_WRITTEN REQUEST_.
Please express the lines of the rows below as a JSON list of strings, one string per line, leaving out blank lines.

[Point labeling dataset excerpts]
╭──

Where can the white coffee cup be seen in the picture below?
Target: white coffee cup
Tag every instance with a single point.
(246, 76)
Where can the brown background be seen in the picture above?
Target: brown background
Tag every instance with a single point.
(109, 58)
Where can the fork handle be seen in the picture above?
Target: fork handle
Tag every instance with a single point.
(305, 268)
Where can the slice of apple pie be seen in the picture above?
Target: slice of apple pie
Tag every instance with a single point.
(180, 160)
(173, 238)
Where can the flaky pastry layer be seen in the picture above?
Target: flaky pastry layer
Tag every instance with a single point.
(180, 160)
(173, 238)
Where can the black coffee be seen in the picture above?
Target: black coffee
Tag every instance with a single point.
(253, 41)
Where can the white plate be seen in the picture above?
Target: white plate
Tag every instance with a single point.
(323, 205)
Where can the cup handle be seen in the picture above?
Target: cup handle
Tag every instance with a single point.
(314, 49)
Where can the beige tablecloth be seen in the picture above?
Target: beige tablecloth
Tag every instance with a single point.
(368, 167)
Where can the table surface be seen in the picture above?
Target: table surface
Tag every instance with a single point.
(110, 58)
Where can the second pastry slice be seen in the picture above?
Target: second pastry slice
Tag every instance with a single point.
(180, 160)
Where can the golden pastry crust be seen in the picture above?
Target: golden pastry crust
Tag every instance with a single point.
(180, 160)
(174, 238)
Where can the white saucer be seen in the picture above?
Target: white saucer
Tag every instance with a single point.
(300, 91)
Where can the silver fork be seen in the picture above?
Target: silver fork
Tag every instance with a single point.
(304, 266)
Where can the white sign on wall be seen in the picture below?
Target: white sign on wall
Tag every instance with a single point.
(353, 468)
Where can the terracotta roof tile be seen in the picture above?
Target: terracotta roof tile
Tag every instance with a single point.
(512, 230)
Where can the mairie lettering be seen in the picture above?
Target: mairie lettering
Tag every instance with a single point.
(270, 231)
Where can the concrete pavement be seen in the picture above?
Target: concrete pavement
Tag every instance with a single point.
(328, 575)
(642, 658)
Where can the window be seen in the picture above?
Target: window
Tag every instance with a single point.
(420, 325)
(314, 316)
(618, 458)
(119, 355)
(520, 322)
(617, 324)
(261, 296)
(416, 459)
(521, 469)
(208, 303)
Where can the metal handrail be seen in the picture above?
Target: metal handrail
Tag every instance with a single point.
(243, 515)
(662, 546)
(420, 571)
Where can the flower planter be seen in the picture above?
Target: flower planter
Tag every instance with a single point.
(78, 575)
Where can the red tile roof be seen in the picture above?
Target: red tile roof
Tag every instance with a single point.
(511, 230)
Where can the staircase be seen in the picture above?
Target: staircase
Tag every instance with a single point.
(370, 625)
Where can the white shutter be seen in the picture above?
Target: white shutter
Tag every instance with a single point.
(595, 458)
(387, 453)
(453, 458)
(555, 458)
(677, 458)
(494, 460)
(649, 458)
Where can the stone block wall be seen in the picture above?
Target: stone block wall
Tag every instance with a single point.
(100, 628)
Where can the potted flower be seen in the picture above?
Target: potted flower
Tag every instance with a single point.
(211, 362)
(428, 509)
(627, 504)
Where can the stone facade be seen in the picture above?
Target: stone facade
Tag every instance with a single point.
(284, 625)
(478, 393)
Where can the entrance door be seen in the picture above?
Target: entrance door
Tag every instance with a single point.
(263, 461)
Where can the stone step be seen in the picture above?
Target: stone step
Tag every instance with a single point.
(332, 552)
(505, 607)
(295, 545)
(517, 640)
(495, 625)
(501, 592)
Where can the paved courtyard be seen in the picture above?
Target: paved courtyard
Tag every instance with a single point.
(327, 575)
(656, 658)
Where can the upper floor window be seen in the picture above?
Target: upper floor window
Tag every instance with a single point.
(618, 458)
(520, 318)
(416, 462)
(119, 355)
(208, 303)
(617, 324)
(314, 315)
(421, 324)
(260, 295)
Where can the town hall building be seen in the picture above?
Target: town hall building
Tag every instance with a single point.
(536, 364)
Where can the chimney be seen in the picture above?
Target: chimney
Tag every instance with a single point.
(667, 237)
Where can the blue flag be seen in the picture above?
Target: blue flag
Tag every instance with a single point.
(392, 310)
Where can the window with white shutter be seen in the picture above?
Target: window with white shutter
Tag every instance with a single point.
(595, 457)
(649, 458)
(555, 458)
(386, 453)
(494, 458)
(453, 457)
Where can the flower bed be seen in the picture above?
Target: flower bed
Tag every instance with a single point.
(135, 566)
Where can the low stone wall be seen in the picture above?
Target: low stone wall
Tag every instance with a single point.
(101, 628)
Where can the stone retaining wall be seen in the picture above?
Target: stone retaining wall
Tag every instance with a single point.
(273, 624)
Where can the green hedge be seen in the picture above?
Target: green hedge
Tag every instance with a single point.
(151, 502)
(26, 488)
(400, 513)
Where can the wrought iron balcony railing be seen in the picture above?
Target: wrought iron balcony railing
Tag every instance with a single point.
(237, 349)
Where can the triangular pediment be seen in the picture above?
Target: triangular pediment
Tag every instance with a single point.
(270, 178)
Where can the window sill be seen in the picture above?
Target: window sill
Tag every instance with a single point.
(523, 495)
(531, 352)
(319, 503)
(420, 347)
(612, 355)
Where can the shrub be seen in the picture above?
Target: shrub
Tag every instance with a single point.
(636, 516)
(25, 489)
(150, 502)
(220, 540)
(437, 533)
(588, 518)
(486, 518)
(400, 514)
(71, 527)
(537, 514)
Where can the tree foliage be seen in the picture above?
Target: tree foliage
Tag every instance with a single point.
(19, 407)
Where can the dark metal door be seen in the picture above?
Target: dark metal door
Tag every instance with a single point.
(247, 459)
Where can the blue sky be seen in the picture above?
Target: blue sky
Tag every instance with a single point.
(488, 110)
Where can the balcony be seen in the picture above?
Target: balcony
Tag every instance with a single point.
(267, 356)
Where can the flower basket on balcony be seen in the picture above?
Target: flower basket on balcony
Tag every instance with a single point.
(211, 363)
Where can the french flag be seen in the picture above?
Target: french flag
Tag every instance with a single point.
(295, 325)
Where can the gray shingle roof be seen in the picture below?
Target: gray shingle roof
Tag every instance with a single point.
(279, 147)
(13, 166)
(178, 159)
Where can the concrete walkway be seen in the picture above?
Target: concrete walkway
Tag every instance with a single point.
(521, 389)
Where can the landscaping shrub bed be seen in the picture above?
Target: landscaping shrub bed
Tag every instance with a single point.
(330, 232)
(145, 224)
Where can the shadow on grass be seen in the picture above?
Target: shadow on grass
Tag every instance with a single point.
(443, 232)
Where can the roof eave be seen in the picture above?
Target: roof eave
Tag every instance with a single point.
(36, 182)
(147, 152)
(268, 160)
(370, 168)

╰──

_RESULT OF THIS EXERCISE_.
[
  "Where can the white coffee cup be seen in the picture below?",
  "Target: white coffee cup",
  "Tag every instance with a single point.",
  "(246, 76)",
  "Where can the brown background be seen in the picture above?",
  "Target: brown background",
  "Tag every instance with a single point.",
  "(109, 58)",
  "Where can the fork handle be seen in the picture above?",
  "Target: fork handle",
  "Tag every instance with a single point.",
  "(305, 268)",
  "Where can the slice of apple pie be seen in the picture above?",
  "Target: slice of apple pie",
  "Tag every instance with a single point.",
  "(180, 160)",
  "(173, 238)",
  "Where can the flaky pastry layer be seen in the picture above?",
  "Target: flaky pastry layer",
  "Tag every instance with a single point.",
  "(180, 160)",
  "(173, 238)",
  "Where can the black coffee be seen in the picture above?",
  "Target: black coffee",
  "Tag every instance with a single point.",
  "(253, 41)",
  "Where can the white plate be seen in the picture above?",
  "Target: white plate",
  "Tag every instance with a single point.",
  "(323, 205)",
  "Where can the cup handle be seen in the picture above?",
  "Target: cup handle",
  "Tag every instance with a single point.",
  "(314, 49)",
  "Where can the beige tablecloth be seen in the picture above?",
  "Target: beige tablecloth",
  "Tag every instance with a single point.",
  "(368, 167)",
  "Where can the table surface be seen in the picture above?",
  "Target: table surface",
  "Tag every instance with a single point.",
  "(110, 58)",
  "Where can the second pastry slice be seen in the picture above?",
  "Target: second pastry slice",
  "Tag every instance with a single point.",
  "(180, 160)",
  "Where can the golden pastry crust be seen in the picture above?",
  "Target: golden pastry crust",
  "Tag every instance with a single point.",
  "(180, 160)",
  "(174, 238)",
  "Where can the white saucer be seen in the picture above?",
  "Target: white saucer",
  "Tag every instance with a single point.",
  "(300, 91)",
  "Where can the silver fork be seen in the picture above?",
  "Target: silver fork",
  "Tag every instance with a single point.",
  "(304, 266)",
  "Where can the white sign on wall be seen in the picture below?",
  "Target: white sign on wall",
  "Tag every instance with a single point.",
  "(353, 468)",
  "Where can the terracotta roof tile be seen in the picture above?",
  "Target: terracotta roof tile",
  "Tag every instance with a single point.",
  "(512, 230)",
  "Where can the mairie lettering be seen in the picture above?",
  "Target: mairie lettering",
  "Tag every instance with a single point.",
  "(270, 231)",
  "Where can the concrete pavement be seen in the picture above?",
  "Target: concrete pavement",
  "Tag every instance with a single point.",
  "(328, 575)",
  "(642, 658)",
  "Where can the window be seen in the picture above?",
  "Target: window",
  "Tag every instance with a single point.",
  "(420, 325)",
  "(314, 316)",
  "(618, 458)",
  "(119, 355)",
  "(520, 322)",
  "(617, 324)",
  "(261, 296)",
  "(416, 459)",
  "(521, 469)",
  "(208, 303)",
  "Where can the metal handrail be seen in the picture above?",
  "Target: metal handrail",
  "Tag every instance with a single point.",
  "(243, 515)",
  "(662, 546)",
  "(420, 571)",
  "Where can the flower planter be seen in the picture above?",
  "Target: flower planter",
  "Tag every instance with a single point.",
  "(78, 575)",
  "Where can the red tile roof be seen in the picture above?",
  "Target: red tile roof",
  "Tag every instance with a single point.",
  "(511, 230)",
  "Where can the staircase be seen in the picture above?",
  "Target: staircase",
  "Tag every instance with a single point.",
  "(370, 625)",
  "Where can the white shutter be seen in the picture above?",
  "Target: white shutter",
  "Tag every instance with a single point.",
  "(595, 458)",
  "(387, 453)",
  "(453, 458)",
  "(555, 458)",
  "(677, 458)",
  "(494, 460)",
  "(649, 458)",
  "Where can the stone block wall be seen in the picture above?",
  "Target: stone block wall",
  "Tag every instance with a single point.",
  "(100, 628)",
  "Where can the potted flower be seen in the picture above?",
  "Target: potted flower",
  "Tag every instance with a single point.",
  "(211, 362)",
  "(428, 509)",
  "(627, 504)",
  "Where can the stone facade be seen in the picture above?",
  "Target: stone facade",
  "Tag every instance with a single point.",
  "(284, 625)",
  "(478, 393)",
  "Where can the entrance door be seen in the picture above?",
  "Target: entrance door",
  "Tag every instance with a single point.",
  "(263, 461)",
  "Where can the stone step be seen in the picture above?",
  "Target: stone step",
  "Tag every instance with a single point.",
  "(332, 552)",
  "(505, 607)",
  "(295, 545)",
  "(517, 640)",
  "(495, 625)",
  "(501, 592)",
  "Where can the paved courtyard be seen in the picture above?",
  "Target: paved courtyard",
  "Tag every instance with a single point.",
  "(327, 575)",
  "(656, 658)",
  "Where can the upper floor window be seen in the picture above?",
  "Target: upper floor window",
  "Tag every instance with a single point.",
  "(618, 458)",
  "(520, 318)",
  "(416, 462)",
  "(119, 355)",
  "(208, 303)",
  "(617, 324)",
  "(314, 315)",
  "(421, 324)",
  "(260, 295)",
  "Where can the town hall building be seen in the picture above?",
  "Target: town hall building",
  "Tag every instance with a single point.",
  "(536, 364)",
  "Where can the chimney be seen in the picture above?",
  "Target: chimney",
  "Tag every instance with a single point.",
  "(667, 237)",
  "Where can the blue flag be seen in the picture above?",
  "Target: blue flag",
  "Tag every instance with a single point.",
  "(392, 310)",
  "Where can the window with white shutter be seen in the picture above?",
  "Target: window with white shutter",
  "Tag every instance with a single point.",
  "(595, 457)",
  "(649, 458)",
  "(555, 458)",
  "(386, 453)",
  "(494, 458)",
  "(453, 457)",
  "Where can the flower bed be seen in the picture above?",
  "Target: flower bed",
  "Tag every instance with a single point.",
  "(135, 566)",
  "Where can the low stone wall be seen in the picture above?",
  "Target: low stone wall",
  "Tag every instance with a single point.",
  "(101, 628)",
  "Where can the stone retaining wall be seen in the picture above?",
  "Target: stone retaining wall",
  "Tag every instance with a single point.",
  "(273, 624)",
  "Where can the green hedge be seen in the picture above?",
  "Target: green hedge",
  "Tag every instance with a single point.",
  "(151, 502)",
  "(26, 488)",
  "(400, 513)",
  "Where can the wrought iron balcony railing be seen in the picture above?",
  "Target: wrought iron balcony railing",
  "Tag every instance with a single point.",
  "(237, 349)",
  "Where can the triangular pediment be seen in the picture above?",
  "Target: triangular pediment",
  "Tag every instance with a single point.",
  "(270, 178)",
  "Where can the window sill be seen in the picture above?",
  "Target: window sill",
  "Tag every instance with a single point.",
  "(523, 495)",
  "(531, 352)",
  "(319, 503)",
  "(420, 347)",
  "(612, 355)",
  "Where can the shrub be seen in the picture above?",
  "Target: shrub",
  "Tag every instance with a single point.",
  "(636, 516)",
  "(25, 489)",
  "(150, 502)",
  "(220, 540)",
  "(437, 533)",
  "(588, 518)",
  "(486, 518)",
  "(400, 514)",
  "(71, 527)",
  "(537, 514)",
  "Where can the tree foliage be seen in the picture above?",
  "Target: tree foliage",
  "Tag every instance with a single point.",
  "(19, 407)",
  "Where can the dark metal door be seen in the picture above?",
  "Target: dark metal door",
  "Tag every instance with a single point.",
  "(247, 459)",
  "Where can the blue sky be seen in the picture above?",
  "Target: blue sky",
  "Tag every instance with a single point.",
  "(488, 110)",
  "Where can the balcony be seen in the picture above?",
  "Target: balcony",
  "Tag every instance with a single point.",
  "(267, 356)",
  "Where can the flower basket on balcony be seen in the picture above?",
  "Target: flower basket on balcony",
  "Tag every instance with a single point.",
  "(211, 363)",
  "Where can the french flag be seen in the picture above?",
  "Target: french flag",
  "Tag every instance with a single point.",
  "(295, 325)",
  "Where can the gray shingle roof be seen in the picture below?",
  "Target: gray shingle roof",
  "Tag every instance with a single point.",
  "(279, 147)",
  "(13, 166)",
  "(178, 159)",
  "Where can the concrete walkway be seen in the picture above?",
  "Target: concrete walkway",
  "Tag every instance with a single point.",
  "(521, 389)",
  "Where can the landscaping shrub bed be seen in the picture above?",
  "Target: landscaping shrub bed",
  "Tag every instance with a single point.",
  "(330, 232)",
  "(145, 224)",
  "Where can the shadow on grass be seen in the picture above?",
  "Target: shadow on grass",
  "Tag every instance with a single point.",
  "(443, 232)",
  "Where can the roof eave be seen in the picture above?",
  "Target: roof eave",
  "Tag every instance with a single point.",
  "(36, 182)",
  "(147, 152)",
  "(268, 160)",
  "(370, 168)"
]